_Task brief:_
Write the next few paragraphs of the Intelligence Review post on Lyndon LaRouche and perennial candidates, beginning right after its last sentence.

Thursday 14 February 2019

Intelligence Review

The death of Lyndon LaRouche (whose first wife ran off with an Englishman, which explains a lot) has me thinking about perennial candidates. I have no intention of becoming perennial.

Diane Abbott's majority at the 2017 General Election was 35,139. Not her total vote. Her majority. That is bigger than 33,146, which is the sum total of every vote that Nigel Farage has ever managed across his seven unsuccessful attempts to enter the House of Commons.

Yet Farage remains convinced that the country is crying out for his latest party, that there is a market in Britain for a party to the right of the Conservatives. He is even more deluded than the Blairites, who never quite do break away from the Labour Party. At some level, they do seem to realise.

At least at one time, LaRouche believed that the Queen was a drug dealer, and that Henry Kissinger had been a Soviet agent of influence. As with Harold Wilson, against whom that allegation was also made, the Soviets ought to have demanded their money back.

But no one is in a position to criticise or ridicule that if they have ever believed the official version of events in relation to Orgreave, Westland, or Hillsborough. Or any of all manner of claims that have been made by, or in support of, the Clintons. Or in the murder of 100,000 military age males in Kosovo. Or in the existence of weapons of mass destruction in Iraq, and in their capacity for deployment within 45 minutes.

Or in Saddam Hussein's feeding of people into a giant paper shredder, and in his attempt to obtain uranium from Niger. Or in an imminent genocide in Benghazi, in Gaddafi's feeding of Viagra to his soldiers in order to encourage mass rape, and in his intention to flee to Venezuela. Or in an Iranian nuclear weapons programme. Or in Assad's gassing of Ghouta, as if that were ever an undisputed fact. And so on, all the way to Salisbury and beyond.

The people who have propounded those fantasies were doing so a very great deal more recently than LaRouche was making his claims about Kissinger or the Queen, and some of them are still peddling the Wilson theory to this day, along with suggestions that the Sino-Soviet split was faked, that the Soviet Union somehow never really collapsed, and much else besides. They are not without access to the very highest levels of the present Government, and they are directly responsible for the campaign against Jeremy Corbyn both within and beyond the Labour Party.

_Input data:_
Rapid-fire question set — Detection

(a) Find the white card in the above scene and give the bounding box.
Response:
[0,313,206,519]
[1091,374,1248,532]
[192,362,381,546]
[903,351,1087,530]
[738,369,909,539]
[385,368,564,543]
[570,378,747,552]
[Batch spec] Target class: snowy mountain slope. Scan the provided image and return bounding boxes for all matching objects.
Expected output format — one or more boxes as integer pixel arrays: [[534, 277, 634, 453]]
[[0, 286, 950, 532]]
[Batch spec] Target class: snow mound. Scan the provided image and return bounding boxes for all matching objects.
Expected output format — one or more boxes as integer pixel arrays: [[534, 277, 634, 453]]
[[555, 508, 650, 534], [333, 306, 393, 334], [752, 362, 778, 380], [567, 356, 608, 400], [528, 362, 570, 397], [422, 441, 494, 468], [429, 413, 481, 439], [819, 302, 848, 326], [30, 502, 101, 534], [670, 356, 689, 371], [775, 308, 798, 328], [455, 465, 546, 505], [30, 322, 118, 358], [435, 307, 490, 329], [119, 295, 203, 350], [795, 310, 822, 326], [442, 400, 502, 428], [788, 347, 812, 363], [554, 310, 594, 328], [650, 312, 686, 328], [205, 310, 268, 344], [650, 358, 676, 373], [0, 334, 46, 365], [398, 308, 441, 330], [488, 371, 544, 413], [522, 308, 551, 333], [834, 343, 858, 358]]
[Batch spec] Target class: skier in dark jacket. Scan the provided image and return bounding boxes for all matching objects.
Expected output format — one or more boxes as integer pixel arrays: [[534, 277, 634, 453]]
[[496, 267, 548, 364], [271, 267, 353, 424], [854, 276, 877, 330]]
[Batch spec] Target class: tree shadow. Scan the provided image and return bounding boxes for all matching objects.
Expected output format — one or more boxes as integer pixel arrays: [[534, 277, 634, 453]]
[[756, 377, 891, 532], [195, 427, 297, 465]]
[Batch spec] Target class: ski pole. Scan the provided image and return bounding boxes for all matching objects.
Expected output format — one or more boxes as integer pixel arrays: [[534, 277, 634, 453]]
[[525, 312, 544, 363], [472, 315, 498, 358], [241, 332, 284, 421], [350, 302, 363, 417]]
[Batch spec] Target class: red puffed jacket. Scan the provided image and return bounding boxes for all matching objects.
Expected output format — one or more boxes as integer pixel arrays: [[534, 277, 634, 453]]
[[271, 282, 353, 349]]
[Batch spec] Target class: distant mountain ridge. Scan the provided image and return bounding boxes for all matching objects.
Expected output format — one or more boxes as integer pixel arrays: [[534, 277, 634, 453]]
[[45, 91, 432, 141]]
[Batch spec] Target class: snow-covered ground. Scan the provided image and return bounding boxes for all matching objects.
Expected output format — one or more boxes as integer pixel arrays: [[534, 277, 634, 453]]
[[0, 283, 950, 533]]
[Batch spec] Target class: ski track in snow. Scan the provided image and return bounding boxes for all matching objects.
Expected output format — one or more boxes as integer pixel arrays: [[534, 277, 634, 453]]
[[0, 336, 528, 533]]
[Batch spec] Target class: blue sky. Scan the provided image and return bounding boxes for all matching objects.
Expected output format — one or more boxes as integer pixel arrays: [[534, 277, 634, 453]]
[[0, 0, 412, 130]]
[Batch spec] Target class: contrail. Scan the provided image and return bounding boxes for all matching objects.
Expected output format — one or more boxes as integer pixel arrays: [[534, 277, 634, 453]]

_Written response:_
No claim made in the course of that campaign is any less credible than anything that LaRouche ever said, and those claims are being made today, not in the 1970s or the 1980s. In that latter decade, LaRouche's advocacy of AIDS quarantining was mainstream comment. We know better now. But who did at the time?

Critics raise the questions around the death of 22-year-old Jeremiah Duggan in March 2003. But they themselves have far more questions to answer about the deaths of far greater numbers of young people, largely young men.

LaRouche opposed any attempt to impeach Donald Trump, or otherwise to remove him this side of the 2020 Presidential Election. He was right to do so. The first such move would in any case fail in the Senate, and any variation on the second would result in appalling civil unrest. LaRouche scathingly rejected all talk of Russian hacking or what have you. He was of course entirely correct to do so.

LaRouche wanted to restore the Glass-Steagall division between investment banking and retail banking, and he wanted to return to the Hamiltonian American System, as expanded by the American School, which made America the world's largest economy, with the world's highest standard of living: large amounts of federal credit, at low interest rates and over a long term, to build great national projects, notably enormous expansions in infrastructure, which then pay for themselves many times over.

America urgently needs all of that, and so does Britain. Like America, Britain urgently needs industrial protection through tariffs or subsidies; I prefer the latter, where possible. Like America, Britain urgently needs targeted government investment to improve infrastructure on a colossal scale. And like America, Britain urgently needs a National Bank that promotes the growth of productive enterprises rather than speculation. Brexit offers Britain these opportunities at last. But Farage would not take them.

LaRouche insisted that economic growth must deliver high wages, with absolute priority given to industrial and agricultural protection over finance capital, and with the protection of Medicare, Medicaid and Social Security. He advocated co-operation with the BRICS countries, and integration into the Belt and Road Initiative. He had no time for those whose response to climate change was retreat from human progress. Farage wants to privatise the NHS, and his brief background before full-time politics was spent entirely in speculative finance.

LaRouche was committed to real mass education, providing the general population with access to the best that had been known and thought. And he was implacably hostile to drugs, viscerally contending against the stupefaction of the workers, the poor and the youth. Farage, on the other hand, is an advocate of drug legalisation, always the cause dearest to Thatcherite hearts.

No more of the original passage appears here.